___ Excerpted data

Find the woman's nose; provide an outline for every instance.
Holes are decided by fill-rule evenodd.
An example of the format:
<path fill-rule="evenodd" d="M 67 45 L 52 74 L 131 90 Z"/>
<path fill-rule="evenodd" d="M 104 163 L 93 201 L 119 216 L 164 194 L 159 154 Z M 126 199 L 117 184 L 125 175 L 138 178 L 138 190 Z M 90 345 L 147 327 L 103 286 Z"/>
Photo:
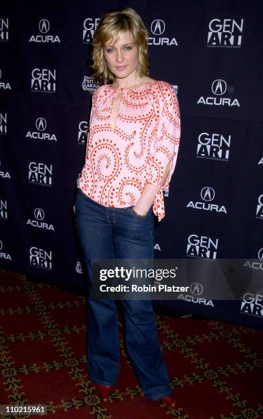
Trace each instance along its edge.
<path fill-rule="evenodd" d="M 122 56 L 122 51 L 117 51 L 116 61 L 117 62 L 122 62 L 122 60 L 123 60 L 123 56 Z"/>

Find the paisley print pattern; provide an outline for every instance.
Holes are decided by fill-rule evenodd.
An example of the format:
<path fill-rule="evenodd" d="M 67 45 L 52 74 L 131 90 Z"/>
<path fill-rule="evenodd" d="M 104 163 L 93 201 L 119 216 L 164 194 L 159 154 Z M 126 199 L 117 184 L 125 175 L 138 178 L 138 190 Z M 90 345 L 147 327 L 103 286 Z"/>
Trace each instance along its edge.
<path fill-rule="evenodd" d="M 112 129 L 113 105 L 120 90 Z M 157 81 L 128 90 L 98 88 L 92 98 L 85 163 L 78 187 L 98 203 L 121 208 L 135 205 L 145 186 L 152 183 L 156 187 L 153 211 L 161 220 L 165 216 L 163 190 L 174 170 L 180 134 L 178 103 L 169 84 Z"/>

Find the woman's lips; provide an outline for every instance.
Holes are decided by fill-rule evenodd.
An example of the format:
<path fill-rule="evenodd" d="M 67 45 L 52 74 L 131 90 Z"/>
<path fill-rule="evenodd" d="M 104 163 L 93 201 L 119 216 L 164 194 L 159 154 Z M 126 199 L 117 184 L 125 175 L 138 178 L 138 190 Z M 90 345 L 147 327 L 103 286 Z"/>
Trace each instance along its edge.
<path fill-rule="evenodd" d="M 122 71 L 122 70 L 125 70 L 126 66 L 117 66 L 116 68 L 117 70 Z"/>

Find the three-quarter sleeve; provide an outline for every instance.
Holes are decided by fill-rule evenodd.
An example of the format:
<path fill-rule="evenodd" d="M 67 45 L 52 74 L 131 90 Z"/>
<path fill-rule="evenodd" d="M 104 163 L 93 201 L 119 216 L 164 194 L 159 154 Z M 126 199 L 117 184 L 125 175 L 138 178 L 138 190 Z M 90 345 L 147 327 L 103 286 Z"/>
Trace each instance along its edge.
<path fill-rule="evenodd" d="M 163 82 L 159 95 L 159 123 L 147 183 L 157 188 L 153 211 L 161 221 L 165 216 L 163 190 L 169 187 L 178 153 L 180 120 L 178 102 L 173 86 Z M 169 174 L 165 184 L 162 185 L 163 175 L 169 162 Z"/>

______

*Brief*. Rescale the lines beginning at the line that contains "Find the paisley" and ending after the line that contains "112 129 L 113", both included. Reproduce them in full, requests included, multiplying every coordinate in the answers by 0.7 and rounding to whole numbers with halves rounded up, while leaving all numbers in the requests and their format samples unchanged.

*The reply*.
Find the paisley print pattern; provide an outline for every instance.
Holes are decided by fill-rule evenodd.
An example of the format:
<path fill-rule="evenodd" d="M 67 45 L 52 74 L 131 90 Z"/>
<path fill-rule="evenodd" d="M 104 163 L 93 201 L 119 216 L 164 194 L 159 154 Z M 126 199 L 117 184 L 125 175 L 138 178 L 138 190 Z M 90 345 L 147 327 L 103 286 Z"/>
Trace each instance along its edge.
<path fill-rule="evenodd" d="M 78 90 L 79 74 L 84 63 Z M 110 57 L 90 63 L 69 62 L 64 69 L 60 114 L 55 131 L 69 142 L 85 146 L 95 144 L 102 130 L 106 128 L 109 131 L 107 148 L 113 154 L 116 151 L 114 133 L 122 119 L 126 94 L 125 72 L 118 59 Z"/>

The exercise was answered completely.